◆ **EXERCISE INSTRUCTIONS**:
List every row below that contains the string "white", copying each one in full.

◆ **Position annotation records**:

####

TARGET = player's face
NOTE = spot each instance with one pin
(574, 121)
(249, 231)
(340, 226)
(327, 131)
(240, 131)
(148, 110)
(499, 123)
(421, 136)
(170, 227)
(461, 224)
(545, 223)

####

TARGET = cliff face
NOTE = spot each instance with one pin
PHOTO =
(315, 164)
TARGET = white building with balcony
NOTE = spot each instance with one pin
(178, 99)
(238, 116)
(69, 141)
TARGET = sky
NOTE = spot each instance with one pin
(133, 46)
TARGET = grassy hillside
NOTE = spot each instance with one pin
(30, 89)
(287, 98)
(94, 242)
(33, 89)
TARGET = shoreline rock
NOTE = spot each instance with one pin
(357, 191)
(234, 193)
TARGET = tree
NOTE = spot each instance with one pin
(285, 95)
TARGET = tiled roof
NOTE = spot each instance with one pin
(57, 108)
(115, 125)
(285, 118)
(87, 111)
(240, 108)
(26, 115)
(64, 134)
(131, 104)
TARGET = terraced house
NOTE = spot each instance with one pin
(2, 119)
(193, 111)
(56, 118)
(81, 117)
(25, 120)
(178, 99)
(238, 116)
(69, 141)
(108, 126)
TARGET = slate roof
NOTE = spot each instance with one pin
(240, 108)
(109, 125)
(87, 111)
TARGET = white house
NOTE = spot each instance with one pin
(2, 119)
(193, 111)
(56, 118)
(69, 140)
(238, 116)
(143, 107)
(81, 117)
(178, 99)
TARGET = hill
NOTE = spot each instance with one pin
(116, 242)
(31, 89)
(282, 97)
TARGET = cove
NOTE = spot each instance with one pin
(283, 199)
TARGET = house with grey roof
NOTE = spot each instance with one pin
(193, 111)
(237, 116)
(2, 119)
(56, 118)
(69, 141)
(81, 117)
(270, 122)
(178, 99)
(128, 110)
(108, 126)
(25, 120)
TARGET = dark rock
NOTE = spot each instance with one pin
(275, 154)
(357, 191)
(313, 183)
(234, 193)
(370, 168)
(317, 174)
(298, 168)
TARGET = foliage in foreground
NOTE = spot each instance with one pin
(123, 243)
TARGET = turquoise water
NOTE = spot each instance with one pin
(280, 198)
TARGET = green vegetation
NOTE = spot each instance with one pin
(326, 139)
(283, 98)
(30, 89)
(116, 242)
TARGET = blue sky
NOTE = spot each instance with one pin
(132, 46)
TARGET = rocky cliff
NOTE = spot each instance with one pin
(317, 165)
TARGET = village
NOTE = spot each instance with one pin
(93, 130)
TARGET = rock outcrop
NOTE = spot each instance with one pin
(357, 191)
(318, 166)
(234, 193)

####

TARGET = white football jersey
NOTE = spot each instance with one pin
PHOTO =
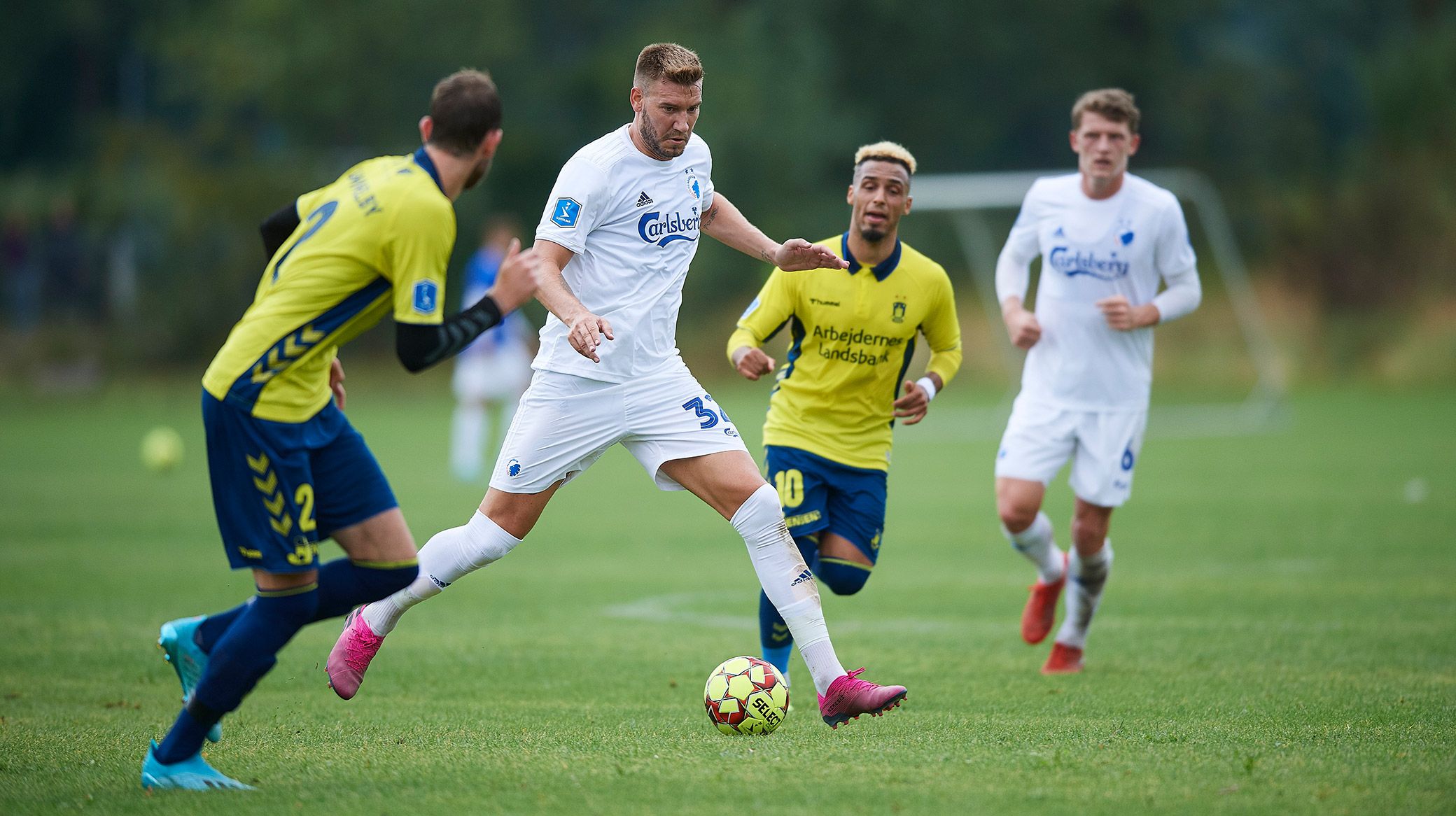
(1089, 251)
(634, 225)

####

◆ **OUTPUT OF THE TASK**:
TARGET = white building with balcony
TARGET = white house
TARGET = white football jersey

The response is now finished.